▶ TASKS AND EXERCISES:
[a] Decide whether each statement below agrees with the mailing-list post about Erlang. Answer yes or no for each, quoting the exact words of the post that decide it. (i) The FOP tool comes from the Apache Jakarta Project. (ii) The writer says SAE can be used at work. (iii) Version 0.23 of FOP supports every XSL:FO feature.
[b] Rewrite the records from the line containing "Task: a point for each instance of the reflective" through the end of the records, replacing "motorcycle wheel" with "bicycle wheel" and leaving everything else unchanged.

▶ ARTICLE:
Erlang killer app?,

Shawn Pearce <>
Tue Jul 23 05:21:40 CEST 2002

Joe Armstrong <> scrawled:
> On Sun, 21 Jul 2002, Shawn Pearce wrote:
> > 	1) I don't know the state of SAE on Windows.  Tcl
> > 		can be built to a stand alone Windows .exe,
> > 		perfect for my application.  No DLLs are required.
> >
>   This  is  in  the  (near)  pipeline  :-) You  *will*  need  one  DLL
> (erlang.dll) thereafter you will be  able to pack all application code
> into a single .exe file (or use shared libraries). You'll also be able to make
> windows .exe files inside Linux and build linux executables from windows.

Good to hear!  Lets see if I can talk my boss into it.

* checks *


I think SAE is a good thing.  ;-)  Even if I can't use it at work.

> > 	2) Erlang doesn't have XSLT and FOP->PDF available.
> > 		(But JInterface would work well enough here with
> > 		 only minimal Java code that I could use the
> > 		 Java based processors.)
> > 
>  ?? - I don't understand - do you meant you'd like an implementation of
> XSLT in Erlang???? Also, are their any good (free) FOP->PDF convertors?

No, I don't think an implementation of XSLT is the issue.  I was simply
stating that since it doesn't have one, I'd have to use another one
externally.  But JInterface is pretty solid at communiating back and
forth, making it relatively trivial.  An Erlang based XSLT would be cool,
but I think its one of those things that right now nobody really has a
big desire for, so its not worth expending resources into.

Would I find use for an Erlang based XSLT if we had one?  Maybe.  Do I
have that many uses for the existing Java based ones?  Nope.  C++?  Nope.

The Apache Jakarta Project has a tool available called FOP to translate
XSL:FO (which is what I meant to say) to PDF.  Does a pretty slick job too.
Some XSL:FO features are not yet supported. but version 0.23 is pretty stable.
I've got an internal tool at work based entirely around XSLT->XSLT->XSL:FO->PDF.

So even if we had XSLT in Erlang, I'd still be doing the last pass in Java.

> > 	3) Programming web interfaces in Erlang still isn't
> > 		a strong suite of mine, despite that I do it
> > 		in nearly every other language.  Perhaps its
> > 		because I still think yaws,inets,etc are weaker
> > 		than the other offerings... not that I really
> > 		like Java servlets and JSP that much.

▶ TASK DATA:
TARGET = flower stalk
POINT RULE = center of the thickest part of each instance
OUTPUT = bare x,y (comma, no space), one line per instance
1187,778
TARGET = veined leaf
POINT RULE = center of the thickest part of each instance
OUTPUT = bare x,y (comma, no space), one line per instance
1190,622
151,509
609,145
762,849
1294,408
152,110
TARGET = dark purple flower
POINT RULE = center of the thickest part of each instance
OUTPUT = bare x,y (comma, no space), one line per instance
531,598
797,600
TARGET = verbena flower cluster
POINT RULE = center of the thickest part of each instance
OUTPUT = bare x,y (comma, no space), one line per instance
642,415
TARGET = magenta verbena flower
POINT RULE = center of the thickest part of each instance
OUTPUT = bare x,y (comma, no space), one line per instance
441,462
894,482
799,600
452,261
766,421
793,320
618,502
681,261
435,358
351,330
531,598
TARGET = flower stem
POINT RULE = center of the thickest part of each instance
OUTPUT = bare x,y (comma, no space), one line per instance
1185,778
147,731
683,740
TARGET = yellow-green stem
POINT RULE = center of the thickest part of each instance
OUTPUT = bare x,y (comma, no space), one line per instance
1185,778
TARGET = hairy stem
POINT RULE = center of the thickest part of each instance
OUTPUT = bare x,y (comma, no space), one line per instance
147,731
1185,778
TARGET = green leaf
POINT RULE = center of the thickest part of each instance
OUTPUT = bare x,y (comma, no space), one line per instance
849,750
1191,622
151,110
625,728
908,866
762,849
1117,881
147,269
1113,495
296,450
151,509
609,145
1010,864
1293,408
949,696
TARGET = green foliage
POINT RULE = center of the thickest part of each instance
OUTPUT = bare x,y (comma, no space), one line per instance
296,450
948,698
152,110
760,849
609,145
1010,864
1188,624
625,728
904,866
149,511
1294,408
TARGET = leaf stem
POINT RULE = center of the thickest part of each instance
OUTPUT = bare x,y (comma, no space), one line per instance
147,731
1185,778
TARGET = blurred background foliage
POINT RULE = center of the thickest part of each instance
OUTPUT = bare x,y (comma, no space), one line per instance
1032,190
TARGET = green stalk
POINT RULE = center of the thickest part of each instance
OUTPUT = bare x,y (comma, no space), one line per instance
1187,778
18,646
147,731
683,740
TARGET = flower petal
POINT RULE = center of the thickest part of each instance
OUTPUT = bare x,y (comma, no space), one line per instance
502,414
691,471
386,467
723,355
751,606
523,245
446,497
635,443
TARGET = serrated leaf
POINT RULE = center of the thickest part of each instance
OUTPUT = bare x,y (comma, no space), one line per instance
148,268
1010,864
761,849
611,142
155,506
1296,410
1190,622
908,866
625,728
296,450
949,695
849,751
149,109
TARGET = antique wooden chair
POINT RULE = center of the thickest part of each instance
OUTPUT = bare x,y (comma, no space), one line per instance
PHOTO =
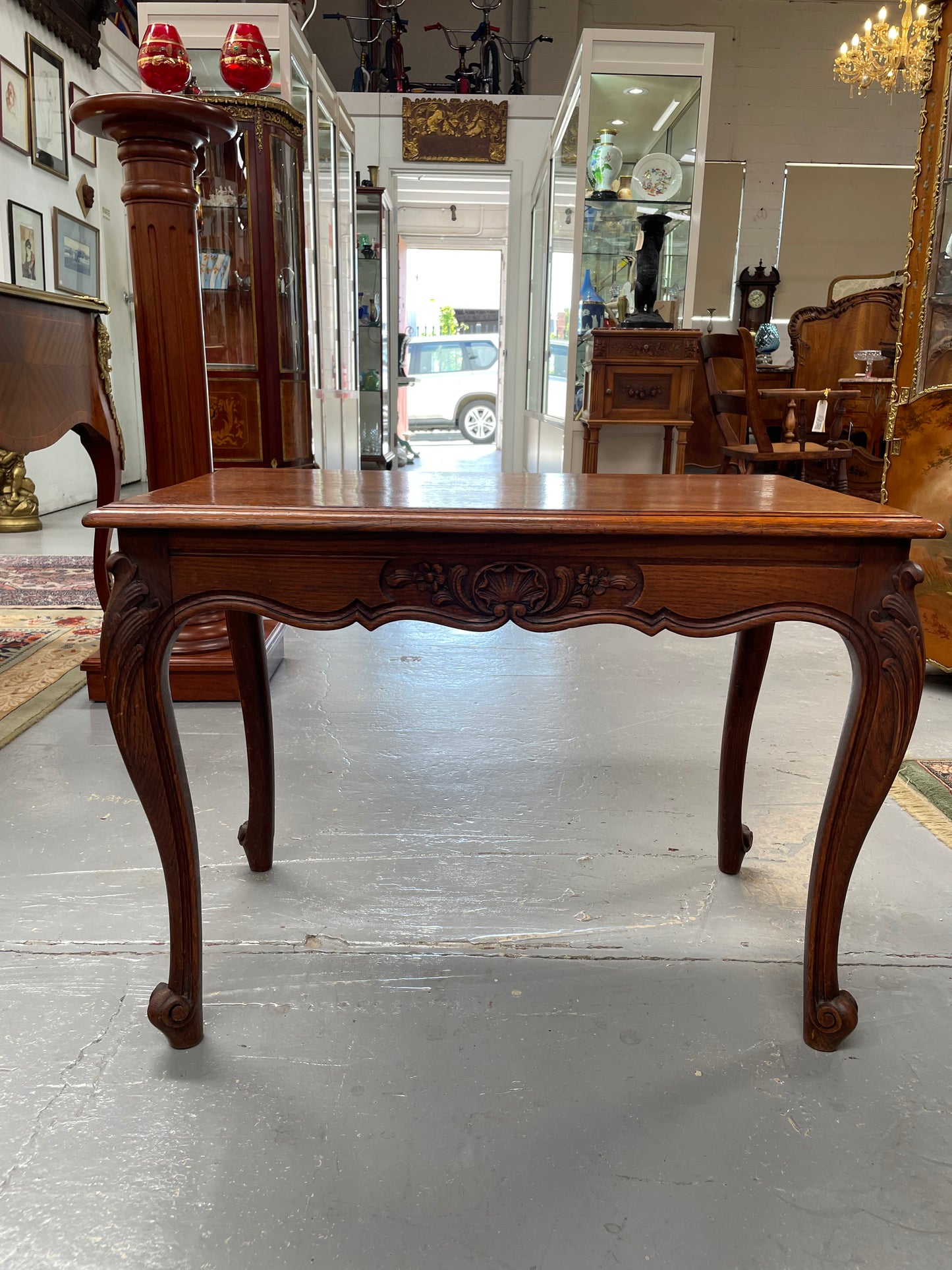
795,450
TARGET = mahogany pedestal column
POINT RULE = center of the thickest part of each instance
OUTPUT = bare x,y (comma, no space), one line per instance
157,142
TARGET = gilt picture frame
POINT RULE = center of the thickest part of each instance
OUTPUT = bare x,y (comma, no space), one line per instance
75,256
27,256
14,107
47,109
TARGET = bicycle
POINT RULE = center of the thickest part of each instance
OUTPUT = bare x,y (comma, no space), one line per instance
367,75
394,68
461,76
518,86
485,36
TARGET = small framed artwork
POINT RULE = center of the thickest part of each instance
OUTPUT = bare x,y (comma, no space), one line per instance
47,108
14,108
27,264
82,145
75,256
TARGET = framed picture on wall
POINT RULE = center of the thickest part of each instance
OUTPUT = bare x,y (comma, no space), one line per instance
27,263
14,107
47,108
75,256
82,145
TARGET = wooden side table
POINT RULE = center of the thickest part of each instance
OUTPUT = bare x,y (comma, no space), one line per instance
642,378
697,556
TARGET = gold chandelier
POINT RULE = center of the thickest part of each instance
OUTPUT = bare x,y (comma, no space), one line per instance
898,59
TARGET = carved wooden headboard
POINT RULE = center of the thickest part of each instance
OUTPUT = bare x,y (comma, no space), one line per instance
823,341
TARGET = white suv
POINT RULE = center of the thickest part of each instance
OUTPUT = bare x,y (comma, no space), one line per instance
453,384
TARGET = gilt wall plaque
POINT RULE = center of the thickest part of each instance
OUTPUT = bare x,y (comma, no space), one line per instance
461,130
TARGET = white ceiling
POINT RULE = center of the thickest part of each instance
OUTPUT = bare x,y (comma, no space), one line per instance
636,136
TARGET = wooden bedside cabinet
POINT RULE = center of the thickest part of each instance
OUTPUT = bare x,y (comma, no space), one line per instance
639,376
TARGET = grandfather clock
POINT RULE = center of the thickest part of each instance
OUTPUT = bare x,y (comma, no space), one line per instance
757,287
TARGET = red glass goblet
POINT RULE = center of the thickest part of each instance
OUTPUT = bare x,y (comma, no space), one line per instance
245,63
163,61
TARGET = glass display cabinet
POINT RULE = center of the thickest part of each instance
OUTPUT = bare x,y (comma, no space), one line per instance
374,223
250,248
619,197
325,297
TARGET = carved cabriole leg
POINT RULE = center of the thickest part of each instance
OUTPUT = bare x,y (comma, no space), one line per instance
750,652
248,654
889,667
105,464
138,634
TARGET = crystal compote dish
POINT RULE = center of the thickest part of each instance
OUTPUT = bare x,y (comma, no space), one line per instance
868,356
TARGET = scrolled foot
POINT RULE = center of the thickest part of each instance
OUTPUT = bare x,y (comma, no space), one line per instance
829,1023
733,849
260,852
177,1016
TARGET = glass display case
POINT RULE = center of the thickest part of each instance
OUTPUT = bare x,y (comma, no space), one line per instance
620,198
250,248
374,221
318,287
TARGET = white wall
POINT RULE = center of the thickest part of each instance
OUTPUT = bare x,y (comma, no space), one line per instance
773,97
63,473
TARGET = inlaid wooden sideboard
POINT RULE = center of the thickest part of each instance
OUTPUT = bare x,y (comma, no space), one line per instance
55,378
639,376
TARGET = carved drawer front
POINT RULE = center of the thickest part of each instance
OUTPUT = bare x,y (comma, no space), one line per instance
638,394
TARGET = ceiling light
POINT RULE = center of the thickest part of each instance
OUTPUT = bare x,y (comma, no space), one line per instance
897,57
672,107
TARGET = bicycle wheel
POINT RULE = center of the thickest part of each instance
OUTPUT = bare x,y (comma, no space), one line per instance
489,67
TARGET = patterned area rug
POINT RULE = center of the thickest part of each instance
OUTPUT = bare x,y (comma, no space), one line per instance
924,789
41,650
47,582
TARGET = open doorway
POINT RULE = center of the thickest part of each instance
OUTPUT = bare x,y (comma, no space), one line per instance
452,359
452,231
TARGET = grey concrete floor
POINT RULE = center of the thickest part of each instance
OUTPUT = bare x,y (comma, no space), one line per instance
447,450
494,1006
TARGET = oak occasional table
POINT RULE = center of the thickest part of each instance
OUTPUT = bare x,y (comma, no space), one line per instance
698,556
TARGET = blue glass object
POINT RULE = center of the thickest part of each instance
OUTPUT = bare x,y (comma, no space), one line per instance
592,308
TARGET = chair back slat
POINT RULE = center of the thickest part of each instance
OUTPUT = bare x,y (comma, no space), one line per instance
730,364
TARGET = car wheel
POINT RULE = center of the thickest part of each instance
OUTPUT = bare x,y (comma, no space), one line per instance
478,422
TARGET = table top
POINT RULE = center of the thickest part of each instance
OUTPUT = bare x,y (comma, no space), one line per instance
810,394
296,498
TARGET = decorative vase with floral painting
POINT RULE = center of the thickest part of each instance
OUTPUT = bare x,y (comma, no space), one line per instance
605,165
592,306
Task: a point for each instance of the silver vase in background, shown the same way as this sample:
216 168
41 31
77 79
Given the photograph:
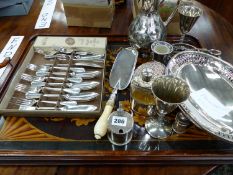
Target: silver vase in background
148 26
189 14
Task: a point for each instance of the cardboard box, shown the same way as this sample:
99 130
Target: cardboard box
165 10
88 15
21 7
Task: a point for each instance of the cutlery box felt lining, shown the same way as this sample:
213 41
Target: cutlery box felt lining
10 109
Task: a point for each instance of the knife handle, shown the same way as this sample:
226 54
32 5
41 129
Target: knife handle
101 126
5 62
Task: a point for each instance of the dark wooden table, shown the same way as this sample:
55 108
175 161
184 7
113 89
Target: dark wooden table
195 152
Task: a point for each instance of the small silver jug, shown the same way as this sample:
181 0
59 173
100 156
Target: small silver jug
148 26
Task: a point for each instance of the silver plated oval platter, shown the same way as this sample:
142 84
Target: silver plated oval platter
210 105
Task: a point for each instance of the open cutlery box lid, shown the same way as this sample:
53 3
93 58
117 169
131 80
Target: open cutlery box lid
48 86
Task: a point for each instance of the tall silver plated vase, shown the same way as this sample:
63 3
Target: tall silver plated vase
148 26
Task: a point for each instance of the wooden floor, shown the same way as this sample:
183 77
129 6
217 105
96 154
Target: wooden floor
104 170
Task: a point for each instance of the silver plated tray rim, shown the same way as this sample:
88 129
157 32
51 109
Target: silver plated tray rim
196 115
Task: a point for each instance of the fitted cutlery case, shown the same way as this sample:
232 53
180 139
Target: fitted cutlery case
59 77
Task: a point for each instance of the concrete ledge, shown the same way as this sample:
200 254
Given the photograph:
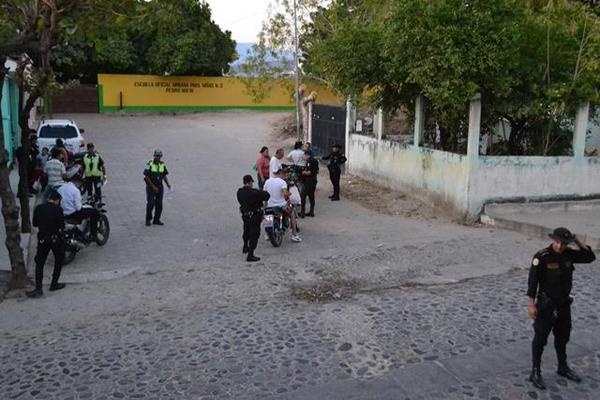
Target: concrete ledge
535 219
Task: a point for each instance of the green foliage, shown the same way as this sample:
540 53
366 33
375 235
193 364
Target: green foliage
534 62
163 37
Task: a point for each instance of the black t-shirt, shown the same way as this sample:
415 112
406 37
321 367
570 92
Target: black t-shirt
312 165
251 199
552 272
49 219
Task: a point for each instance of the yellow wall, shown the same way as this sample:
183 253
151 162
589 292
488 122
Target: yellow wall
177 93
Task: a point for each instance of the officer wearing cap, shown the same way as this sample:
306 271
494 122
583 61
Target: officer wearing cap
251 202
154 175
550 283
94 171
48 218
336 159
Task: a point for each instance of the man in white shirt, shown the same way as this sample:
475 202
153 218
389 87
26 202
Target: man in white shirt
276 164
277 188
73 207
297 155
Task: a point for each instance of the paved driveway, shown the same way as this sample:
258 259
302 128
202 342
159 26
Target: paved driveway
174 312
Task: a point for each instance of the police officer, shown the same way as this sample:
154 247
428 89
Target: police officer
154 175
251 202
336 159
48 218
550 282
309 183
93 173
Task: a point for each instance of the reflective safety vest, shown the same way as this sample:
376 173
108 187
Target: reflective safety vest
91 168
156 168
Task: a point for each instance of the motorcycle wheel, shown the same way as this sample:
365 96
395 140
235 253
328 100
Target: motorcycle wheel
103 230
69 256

▶ EXERCISE SOLUTIONS:
[a]
(i) Yes: "The Apache Jakarta Project has a tool available called FOP"
(ii) No: "Even if I can't use it at work."
(iii) No: "Some XSL:FO features are not yet supported."

[b]
Task: a point for each instance of the reflective safety vest, shown the same way as this sample:
376 173
108 187
Target: reflective safety vest
91 168
156 168
Task: a point for each instance of the bicycle wheel, shown the same way as this sample:
365 96
395 140
235 253
328 100
Target: bicycle wheel
103 230
69 256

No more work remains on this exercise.